- Description of the task -
Print the whole listing exactly.

□ □ □

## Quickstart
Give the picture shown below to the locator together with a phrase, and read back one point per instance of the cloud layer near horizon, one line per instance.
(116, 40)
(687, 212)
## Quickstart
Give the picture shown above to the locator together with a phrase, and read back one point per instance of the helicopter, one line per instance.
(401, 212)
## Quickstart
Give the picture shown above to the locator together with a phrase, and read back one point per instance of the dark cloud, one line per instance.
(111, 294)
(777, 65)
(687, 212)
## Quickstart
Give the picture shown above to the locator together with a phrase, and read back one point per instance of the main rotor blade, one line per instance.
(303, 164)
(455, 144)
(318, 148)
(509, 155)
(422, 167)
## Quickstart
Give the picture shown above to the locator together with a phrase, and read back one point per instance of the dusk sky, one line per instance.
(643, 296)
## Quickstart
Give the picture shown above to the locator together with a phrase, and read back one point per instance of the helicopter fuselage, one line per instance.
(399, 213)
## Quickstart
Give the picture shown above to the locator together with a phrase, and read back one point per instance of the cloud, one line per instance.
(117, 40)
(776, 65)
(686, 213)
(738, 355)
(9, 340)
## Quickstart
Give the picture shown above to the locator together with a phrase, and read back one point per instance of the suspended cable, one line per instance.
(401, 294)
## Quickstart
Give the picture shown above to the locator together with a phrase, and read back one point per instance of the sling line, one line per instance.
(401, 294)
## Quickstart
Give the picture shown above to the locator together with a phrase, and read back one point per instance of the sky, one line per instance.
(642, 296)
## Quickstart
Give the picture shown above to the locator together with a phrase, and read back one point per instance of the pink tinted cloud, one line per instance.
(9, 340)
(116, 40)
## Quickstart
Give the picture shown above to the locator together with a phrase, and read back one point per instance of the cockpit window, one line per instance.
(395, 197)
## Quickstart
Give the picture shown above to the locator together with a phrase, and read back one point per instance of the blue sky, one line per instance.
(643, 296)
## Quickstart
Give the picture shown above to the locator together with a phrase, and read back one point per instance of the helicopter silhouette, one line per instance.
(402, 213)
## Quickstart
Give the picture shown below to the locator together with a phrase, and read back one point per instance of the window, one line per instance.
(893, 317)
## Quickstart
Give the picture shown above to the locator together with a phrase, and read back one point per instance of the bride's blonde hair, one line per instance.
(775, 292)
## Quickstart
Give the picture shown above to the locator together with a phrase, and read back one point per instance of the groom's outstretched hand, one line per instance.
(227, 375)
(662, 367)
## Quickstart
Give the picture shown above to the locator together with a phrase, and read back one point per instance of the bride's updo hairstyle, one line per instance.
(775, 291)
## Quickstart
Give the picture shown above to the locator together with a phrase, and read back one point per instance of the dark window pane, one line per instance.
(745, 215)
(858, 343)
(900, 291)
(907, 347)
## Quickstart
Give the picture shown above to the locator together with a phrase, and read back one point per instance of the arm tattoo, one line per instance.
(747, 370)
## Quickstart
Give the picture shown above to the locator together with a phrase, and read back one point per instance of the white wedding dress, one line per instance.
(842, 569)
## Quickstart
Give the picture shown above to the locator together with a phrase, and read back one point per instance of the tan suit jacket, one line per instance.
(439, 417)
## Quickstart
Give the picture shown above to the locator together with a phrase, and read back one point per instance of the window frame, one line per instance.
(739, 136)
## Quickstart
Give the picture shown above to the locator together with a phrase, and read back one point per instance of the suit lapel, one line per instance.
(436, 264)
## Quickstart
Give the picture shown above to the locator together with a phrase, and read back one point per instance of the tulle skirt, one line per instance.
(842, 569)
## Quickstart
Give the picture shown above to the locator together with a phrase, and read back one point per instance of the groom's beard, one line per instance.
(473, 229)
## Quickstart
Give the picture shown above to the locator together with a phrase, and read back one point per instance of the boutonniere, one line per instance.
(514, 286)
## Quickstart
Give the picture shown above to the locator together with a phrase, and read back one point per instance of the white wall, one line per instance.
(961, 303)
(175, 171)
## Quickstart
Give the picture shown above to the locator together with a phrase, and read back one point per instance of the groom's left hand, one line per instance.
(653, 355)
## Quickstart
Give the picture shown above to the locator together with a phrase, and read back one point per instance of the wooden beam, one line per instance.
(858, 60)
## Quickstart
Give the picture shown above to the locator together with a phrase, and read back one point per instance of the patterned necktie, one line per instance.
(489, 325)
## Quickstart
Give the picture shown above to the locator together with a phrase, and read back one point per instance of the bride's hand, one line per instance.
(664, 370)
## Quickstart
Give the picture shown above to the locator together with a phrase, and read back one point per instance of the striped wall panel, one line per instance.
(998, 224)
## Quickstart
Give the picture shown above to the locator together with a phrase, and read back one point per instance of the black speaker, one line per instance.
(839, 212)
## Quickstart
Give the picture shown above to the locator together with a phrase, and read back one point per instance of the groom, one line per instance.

□ □ □

- Full solution -
## Quickstart
Give the picture shown below to the locator together with a phrase, and read back one point per instance of the cloud layer near horizon, one line per instance.
(116, 40)
(687, 212)
## Quickstart
Give the picture shown above to the locator together with a phrase, and read back one point per instance of the helicopter, one line per instance.
(401, 212)
## Quickstart
Give the picture shown above to the locator together with a phrase, and read back one point per instance of the dark cloud, one line per instance.
(111, 294)
(777, 65)
(687, 212)
## Quickstart
Give the picture shown above to the locator together with a phrase, and read back one point per instance of the main rotor blade, one line per instance.
(303, 164)
(455, 144)
(318, 148)
(509, 155)
(422, 167)
## Quickstart
Give the picture shown above to the locator together with a phrase, and read back one point per instance of the dusk sky, one line per instance.
(643, 296)
## Quickstart
Give the picture shown above to the locator together with a phrase, and read back one point per instance of the helicopter fuselage, one line per instance.
(399, 213)
## Quickstart
Give the picture shown above to the locator together with a phrase, and read back one point per instance of the cloud, one line per instance.
(117, 40)
(776, 65)
(686, 213)
(738, 355)
(9, 340)
## Quickstart
Give the picture shown above to the locator together with a phrase, and read back one point per instance of the suspended cable, one line per instance.
(401, 294)
## Quickstart
Give the picture shown above to the locator together with a phrase, and read back one point per instance of the sling line, one line per instance.
(401, 294)
## Quickstart
Give the picture shown above to the locator together with a phrase, and read back one point per instance of the sky, one line per instance.
(642, 296)
## Quickstart
Give the picture shown above to the locator together with a phrase, and read back one point per instance of the pink tinted cloud, one line per instance.
(9, 340)
(116, 40)
## Quickstart
Give the picture shown above to the locator together with a phrase, and read back one point per instance of the cockpit window, one line per instance.
(395, 197)
## Quickstart
Give the picture shown above to the locator together with a phrase, and read back one point per instance of the blue sky, one line per instance.
(643, 296)
## Quickstart
Give the picture shown above to the locator together with a phrase, and read back one point per instance of the helicopter silhouette, one line per instance.
(402, 213)
## Quickstart
Give the picture shown below to the locator together with a phrase, and read back one point per instance of the window, one line per instance.
(893, 317)
## Quickstart
Give the picture shown above to the locator together with a phrase, and read back one point per instance of the bride's blonde hair, one line per instance.
(775, 292)
## Quickstart
Give the picture shown above to the locator together with a phrase, and read back one point per instance of the groom's outstretched hand, one line per instance.
(227, 375)
(662, 367)
## Quickstart
Give the picture shown above to the locator together with a phrase, and read back one point per instance of the bride's updo hairstyle, one line per instance.
(775, 291)
## Quickstart
Give the picture shown above to the locator together with a phrase, and read back one point per instance of the dark window pane, one line per instance.
(745, 215)
(858, 343)
(900, 291)
(907, 347)
## Quickstart
Give the picture shown above to the locator together with a phrase, and read back one point per instance of the arm tattoo, one line per instance.
(747, 370)
## Quickstart
Give the picture shown above to the locator together with a phrase, and read back one point per instance of the white wedding dress, one line per instance.
(842, 569)
## Quickstart
Give the picture shown above to the locator together with a phrase, and read back one point per instance of the tan suit jacket, one line per instance.
(439, 417)
## Quickstart
Give the picture shown above to the locator together with a phrase, and read back one point per instance of the window frame, one line per instance.
(739, 136)
## Quickstart
Give the picture shown above to the locator together with a phrase, and read back one point per instance of the suit lapel, one line per instance.
(436, 264)
## Quickstart
Give the picture shown above to the locator together with a phrase, and read back one point per instance of the tulle skirt, one line per instance.
(842, 569)
## Quickstart
Give the picture shown above to the locator together with a phrase, and read back one point per instance of the groom's beard, one line per instance.
(473, 229)
## Quickstart
Give the picture shown above to the locator together with a phrase, and read back one point per instance of the boutonniere, one line per instance.
(514, 286)
## Quickstart
Give the picture shown above to the locator together with a phrase, and read back one point per instance of the white wall, one line per instance.
(961, 303)
(175, 171)
## Quickstart
Give the picture shown above to the locator together with a phrase, and read back one point per instance of the groom's left hand, one line per instance.
(653, 355)
## Quickstart
Give the picture shown above to the locator together with a phrase, and read back one point per instance of the wooden beam, one line per instance.
(858, 60)
## Quickstart
Give the picture shown above to the locator together with a phrase, and read back one point per instance of the patterned necktie, one line per instance.
(489, 325)
## Quickstart
Give the picture shown above to the locator together with a phrase, and read back one point per instance of the bride's hand, one line per instance.
(664, 370)
## Quickstart
Give the picture shown above to the locator together with a phrase, and read back one point per instance of the striped wall panel, one line per instance.
(998, 224)
## Quickstart
Give the picture shown above to the locator together with a phrase, and read back one point per instance of the black speaker, one line per instance.
(839, 212)
## Quickstart
Give the picture shown above to the locator together with a phrase, and read back one point per instance of the groom, one line per instance.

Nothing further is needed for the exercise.